» **Work request 1**: Copy out the streaming subscriptions passage, starting at "And the time" and ending at "to switch services.".
» **Work request 2**: In the streaming subscriptions passage, what share of all consumers already have one TV streaming subscription?

» **Selected excerpt**:
········

And the time when consumers would subscribe religiously to one service and never change it is over. Instead, “savvy switchers” are on the rise, those that spend a month on one streaming service, bingeing everything they want, then switching to another. That means Netflix one month, Apple TV+ the next, then Disney+ and so on.

As Netflix proved when it announced it would lose two million subscribers this quarter, sending its stock price plummeting, market domination is no longer a given.

For TV, the research (which was conducted in the US, UK, Australia and Canada, but it’s fair to say there are common threads in Aotearoa) shows Netflix and co have found their ceiling. They’re no longer competing for new users, but instead trying to persuade customers to switch services.

Half of all consumers already have one TV streaming subscription. Mark’s brother Tim Mulligan, head of Midia’s online video research, says that’s about as big as it’s going to get. “The takeaway here is we’re reaching organic limits of video subscription services … there’s a finite number of subscriptions people are willing to tolerate.”

So what’s happening now? If you’ve ever dropped one TV streaming service to pick up another, you’re already a savvy switcher. More and more people are doing this – it’s a sign that consumers are getting smarter with their entertainment options to save dollars and get more bang for their buck.

········

[Items from a data source]
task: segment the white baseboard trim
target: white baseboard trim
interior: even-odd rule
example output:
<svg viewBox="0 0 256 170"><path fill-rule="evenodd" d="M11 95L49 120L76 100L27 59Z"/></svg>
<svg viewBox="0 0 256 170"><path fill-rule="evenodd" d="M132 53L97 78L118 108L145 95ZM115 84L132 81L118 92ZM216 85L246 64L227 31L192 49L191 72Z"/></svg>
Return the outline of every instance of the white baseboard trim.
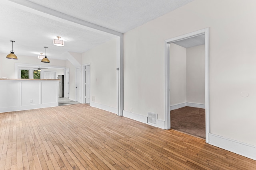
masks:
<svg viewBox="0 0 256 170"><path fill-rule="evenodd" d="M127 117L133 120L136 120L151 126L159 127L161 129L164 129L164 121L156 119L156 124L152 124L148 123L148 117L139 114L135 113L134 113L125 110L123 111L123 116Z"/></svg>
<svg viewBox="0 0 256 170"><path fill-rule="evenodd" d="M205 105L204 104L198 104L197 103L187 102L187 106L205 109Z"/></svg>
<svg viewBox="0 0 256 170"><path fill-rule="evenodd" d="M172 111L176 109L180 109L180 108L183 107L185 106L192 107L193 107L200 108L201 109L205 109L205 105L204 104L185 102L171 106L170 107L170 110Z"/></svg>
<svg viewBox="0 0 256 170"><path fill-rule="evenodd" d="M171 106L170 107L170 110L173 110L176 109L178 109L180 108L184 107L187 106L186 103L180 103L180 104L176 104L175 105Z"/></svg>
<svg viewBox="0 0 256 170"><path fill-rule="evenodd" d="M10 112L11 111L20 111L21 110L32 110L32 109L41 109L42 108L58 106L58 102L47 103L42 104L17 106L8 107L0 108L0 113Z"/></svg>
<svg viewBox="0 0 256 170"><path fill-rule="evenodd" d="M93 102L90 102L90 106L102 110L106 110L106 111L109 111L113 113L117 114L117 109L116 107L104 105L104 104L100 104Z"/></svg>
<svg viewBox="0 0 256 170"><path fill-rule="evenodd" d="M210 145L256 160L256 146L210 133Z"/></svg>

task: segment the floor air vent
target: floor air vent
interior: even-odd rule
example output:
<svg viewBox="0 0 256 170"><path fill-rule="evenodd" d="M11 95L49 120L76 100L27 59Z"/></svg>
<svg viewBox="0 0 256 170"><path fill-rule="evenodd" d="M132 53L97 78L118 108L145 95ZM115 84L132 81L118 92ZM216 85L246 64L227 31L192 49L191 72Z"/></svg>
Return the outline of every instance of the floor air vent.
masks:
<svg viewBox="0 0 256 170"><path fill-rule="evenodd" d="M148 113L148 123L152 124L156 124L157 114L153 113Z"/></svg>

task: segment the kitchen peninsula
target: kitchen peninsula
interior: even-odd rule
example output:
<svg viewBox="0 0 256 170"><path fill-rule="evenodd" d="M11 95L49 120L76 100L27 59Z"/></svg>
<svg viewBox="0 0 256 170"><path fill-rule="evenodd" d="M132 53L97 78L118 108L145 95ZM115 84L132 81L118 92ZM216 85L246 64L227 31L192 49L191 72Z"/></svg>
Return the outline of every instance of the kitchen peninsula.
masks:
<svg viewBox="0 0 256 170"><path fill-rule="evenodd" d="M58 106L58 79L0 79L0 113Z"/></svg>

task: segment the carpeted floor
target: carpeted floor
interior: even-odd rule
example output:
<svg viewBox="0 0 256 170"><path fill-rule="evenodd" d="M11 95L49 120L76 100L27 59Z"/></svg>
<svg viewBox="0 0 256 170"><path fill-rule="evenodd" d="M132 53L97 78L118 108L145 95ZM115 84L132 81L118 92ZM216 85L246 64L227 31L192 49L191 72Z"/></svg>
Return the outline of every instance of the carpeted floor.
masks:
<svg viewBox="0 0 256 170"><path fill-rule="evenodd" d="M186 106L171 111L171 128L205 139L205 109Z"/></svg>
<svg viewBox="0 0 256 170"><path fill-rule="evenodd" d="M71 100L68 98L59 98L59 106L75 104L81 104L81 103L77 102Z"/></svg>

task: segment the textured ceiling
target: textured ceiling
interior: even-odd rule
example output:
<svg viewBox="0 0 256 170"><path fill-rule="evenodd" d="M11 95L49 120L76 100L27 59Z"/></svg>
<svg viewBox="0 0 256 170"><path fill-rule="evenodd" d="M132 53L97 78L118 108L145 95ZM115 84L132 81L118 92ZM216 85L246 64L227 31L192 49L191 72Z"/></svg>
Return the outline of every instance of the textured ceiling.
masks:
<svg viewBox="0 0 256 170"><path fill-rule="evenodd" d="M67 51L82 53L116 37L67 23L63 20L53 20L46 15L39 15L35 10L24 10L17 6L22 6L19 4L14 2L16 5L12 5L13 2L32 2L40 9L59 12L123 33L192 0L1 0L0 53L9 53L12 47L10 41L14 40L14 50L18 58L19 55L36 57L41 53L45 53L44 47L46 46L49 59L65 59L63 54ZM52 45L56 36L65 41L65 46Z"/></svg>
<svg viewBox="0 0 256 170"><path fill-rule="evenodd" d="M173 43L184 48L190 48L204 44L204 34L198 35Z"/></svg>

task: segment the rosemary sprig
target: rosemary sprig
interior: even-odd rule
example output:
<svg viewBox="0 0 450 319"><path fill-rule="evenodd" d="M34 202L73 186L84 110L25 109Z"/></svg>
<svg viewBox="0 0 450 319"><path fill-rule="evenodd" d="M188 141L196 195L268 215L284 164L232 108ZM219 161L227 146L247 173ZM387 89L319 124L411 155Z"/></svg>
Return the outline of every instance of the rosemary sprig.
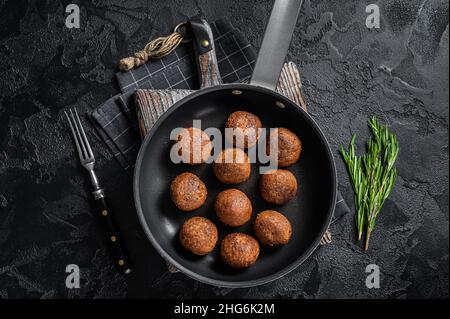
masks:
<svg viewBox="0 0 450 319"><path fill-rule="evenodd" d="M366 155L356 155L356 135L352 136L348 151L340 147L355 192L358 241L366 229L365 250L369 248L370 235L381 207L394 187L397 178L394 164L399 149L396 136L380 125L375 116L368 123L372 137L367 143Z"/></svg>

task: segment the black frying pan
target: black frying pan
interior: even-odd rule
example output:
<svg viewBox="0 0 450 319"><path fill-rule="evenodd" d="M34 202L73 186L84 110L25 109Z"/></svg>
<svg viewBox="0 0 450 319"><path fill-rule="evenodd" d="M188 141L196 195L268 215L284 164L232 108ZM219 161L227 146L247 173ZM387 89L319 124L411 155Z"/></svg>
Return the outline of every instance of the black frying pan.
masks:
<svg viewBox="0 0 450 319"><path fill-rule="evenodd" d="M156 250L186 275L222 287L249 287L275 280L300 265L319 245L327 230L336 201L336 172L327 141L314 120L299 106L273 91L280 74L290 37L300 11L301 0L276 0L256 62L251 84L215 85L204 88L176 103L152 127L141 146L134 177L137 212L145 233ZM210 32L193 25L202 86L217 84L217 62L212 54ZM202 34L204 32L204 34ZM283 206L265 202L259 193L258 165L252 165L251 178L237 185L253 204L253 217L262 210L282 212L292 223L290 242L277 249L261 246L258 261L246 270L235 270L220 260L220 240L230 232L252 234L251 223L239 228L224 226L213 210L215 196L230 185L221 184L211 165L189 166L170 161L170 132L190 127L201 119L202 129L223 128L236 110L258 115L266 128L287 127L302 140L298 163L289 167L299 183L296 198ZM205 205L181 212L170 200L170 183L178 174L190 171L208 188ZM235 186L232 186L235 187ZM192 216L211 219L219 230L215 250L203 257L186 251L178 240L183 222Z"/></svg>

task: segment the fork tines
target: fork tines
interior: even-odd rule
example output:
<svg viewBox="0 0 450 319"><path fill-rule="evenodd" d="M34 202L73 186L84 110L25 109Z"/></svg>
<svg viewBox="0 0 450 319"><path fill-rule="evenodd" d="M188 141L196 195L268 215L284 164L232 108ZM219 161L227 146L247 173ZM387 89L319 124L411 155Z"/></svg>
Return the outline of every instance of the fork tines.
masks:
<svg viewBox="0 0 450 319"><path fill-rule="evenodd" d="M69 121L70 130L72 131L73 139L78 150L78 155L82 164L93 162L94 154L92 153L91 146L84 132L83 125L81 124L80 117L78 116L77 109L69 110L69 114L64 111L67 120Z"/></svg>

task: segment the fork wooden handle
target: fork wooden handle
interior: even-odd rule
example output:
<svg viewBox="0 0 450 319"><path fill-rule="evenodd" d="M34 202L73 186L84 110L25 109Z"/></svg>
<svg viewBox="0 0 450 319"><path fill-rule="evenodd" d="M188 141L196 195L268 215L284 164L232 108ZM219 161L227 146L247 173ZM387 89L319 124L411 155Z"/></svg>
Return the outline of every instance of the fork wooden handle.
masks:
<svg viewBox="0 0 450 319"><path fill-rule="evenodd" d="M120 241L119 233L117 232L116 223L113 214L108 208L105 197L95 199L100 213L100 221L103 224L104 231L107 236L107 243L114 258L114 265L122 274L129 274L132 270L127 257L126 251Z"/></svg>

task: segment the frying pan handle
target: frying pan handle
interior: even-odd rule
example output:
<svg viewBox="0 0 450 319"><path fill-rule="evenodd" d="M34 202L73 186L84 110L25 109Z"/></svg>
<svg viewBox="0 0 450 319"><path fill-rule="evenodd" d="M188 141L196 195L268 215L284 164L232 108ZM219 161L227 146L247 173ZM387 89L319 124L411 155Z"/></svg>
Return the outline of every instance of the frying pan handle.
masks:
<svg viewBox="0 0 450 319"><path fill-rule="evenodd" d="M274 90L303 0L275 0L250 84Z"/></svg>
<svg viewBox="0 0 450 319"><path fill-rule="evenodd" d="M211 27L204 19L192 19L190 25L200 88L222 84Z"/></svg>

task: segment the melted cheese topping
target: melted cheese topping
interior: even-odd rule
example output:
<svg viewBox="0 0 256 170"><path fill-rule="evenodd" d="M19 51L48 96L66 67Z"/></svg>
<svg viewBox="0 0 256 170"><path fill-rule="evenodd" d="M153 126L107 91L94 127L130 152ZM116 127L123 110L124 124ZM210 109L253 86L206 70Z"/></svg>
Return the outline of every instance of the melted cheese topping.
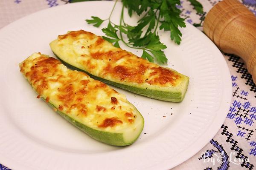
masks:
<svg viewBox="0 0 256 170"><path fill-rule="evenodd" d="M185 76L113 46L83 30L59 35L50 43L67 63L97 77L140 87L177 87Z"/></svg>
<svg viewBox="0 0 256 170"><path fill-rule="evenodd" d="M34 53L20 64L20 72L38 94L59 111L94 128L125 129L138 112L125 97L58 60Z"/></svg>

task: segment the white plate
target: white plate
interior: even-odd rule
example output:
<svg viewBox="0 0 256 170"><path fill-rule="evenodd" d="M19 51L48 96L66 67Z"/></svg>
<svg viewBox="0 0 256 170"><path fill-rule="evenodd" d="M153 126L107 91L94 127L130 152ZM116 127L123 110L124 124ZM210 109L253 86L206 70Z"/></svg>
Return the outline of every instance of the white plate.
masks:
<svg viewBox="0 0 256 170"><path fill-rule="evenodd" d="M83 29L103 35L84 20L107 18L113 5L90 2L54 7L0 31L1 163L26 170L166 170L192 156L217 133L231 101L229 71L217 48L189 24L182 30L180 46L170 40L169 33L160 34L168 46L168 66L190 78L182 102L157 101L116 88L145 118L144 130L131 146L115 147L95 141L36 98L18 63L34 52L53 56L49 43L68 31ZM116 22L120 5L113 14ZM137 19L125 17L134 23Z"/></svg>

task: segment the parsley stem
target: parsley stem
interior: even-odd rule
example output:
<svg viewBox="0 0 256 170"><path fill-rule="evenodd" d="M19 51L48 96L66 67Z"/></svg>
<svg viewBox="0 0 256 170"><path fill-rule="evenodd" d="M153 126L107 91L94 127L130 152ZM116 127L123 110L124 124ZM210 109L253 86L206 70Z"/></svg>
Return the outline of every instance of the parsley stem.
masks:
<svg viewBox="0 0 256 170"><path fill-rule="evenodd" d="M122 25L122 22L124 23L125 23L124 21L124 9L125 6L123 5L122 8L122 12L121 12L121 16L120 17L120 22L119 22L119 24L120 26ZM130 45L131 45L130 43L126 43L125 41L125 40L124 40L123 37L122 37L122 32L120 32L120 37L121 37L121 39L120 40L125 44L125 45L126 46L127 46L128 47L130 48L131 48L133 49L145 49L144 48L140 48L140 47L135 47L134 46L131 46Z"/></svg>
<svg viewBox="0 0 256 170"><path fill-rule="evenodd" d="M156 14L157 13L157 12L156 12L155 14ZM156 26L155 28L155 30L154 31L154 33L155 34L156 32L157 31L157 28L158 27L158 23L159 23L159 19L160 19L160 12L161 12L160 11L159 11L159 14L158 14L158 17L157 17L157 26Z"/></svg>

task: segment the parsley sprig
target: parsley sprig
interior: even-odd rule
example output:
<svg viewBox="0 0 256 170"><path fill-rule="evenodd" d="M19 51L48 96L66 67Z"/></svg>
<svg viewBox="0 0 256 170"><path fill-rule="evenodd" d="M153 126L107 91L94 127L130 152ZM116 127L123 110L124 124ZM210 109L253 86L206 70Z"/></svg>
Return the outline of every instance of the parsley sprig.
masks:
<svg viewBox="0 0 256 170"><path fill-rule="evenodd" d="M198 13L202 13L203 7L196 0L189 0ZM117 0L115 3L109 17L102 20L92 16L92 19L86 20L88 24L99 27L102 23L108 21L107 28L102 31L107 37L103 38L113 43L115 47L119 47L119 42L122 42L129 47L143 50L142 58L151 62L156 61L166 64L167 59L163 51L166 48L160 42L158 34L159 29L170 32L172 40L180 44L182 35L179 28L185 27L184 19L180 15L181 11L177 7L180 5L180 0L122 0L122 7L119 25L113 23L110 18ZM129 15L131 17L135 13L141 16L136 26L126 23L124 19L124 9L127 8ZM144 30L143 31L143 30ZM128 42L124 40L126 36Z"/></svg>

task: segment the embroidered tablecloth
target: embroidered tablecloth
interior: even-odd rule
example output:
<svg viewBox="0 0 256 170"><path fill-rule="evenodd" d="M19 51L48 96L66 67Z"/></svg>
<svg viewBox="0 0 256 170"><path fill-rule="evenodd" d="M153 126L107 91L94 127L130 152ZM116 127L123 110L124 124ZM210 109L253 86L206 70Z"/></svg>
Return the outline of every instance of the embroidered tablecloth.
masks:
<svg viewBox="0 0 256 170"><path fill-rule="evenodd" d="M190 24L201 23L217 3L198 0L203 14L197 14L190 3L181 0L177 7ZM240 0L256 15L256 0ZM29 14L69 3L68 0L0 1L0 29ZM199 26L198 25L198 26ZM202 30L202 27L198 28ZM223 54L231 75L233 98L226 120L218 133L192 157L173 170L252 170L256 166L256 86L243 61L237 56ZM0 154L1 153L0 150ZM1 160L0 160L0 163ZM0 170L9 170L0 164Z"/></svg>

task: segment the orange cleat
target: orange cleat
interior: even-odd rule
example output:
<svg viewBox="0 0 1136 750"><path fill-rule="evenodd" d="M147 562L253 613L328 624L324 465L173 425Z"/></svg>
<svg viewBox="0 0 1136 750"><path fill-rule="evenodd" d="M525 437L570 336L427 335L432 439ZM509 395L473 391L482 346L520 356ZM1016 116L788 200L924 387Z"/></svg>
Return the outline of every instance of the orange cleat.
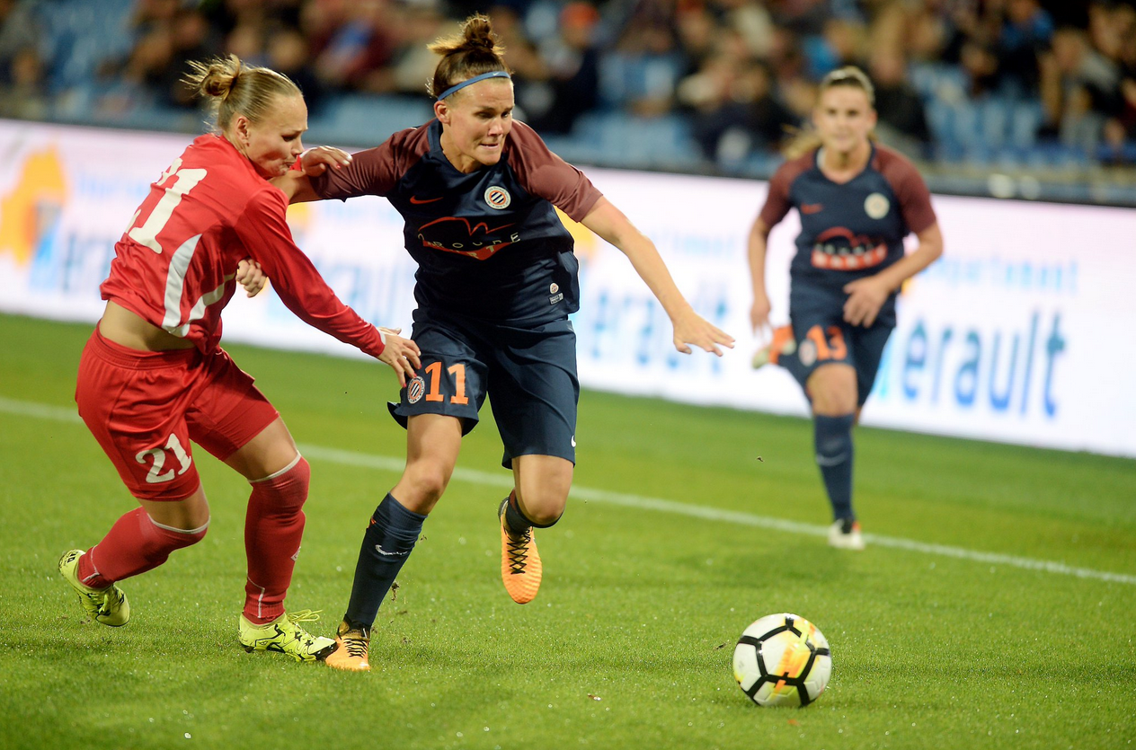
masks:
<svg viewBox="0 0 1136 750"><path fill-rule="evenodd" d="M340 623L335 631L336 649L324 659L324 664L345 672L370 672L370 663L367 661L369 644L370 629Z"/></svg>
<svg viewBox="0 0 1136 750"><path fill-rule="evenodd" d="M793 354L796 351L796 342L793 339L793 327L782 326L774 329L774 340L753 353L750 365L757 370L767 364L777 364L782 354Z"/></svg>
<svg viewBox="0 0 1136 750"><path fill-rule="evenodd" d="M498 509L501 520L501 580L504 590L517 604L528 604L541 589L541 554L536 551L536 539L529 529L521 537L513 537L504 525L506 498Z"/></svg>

········

» **Answer section 1**:
And the time when consumers would subscribe religiously to one service and never change it is over. Instead, “savvy switchers” are on the rise, those that spend a month on one streaming service, bingeing everything they want, then switching to another. That means Netflix one month, Apple TV+ the next, then Disney+ and so on.

As Netflix proved when it announced it would lose two million subscribers this quarter, sending its stock price plummeting, market domination is no longer a given.

For TV, the research (which was conducted in the US, UK, Australia and Canada, but it’s fair to say there are common threads in Aotearoa) shows Netflix and co have found their ceiling. They’re no longer competing for new users, but instead trying to persuade customers to switch services.

» **Answer section 2**: Half of all consumers.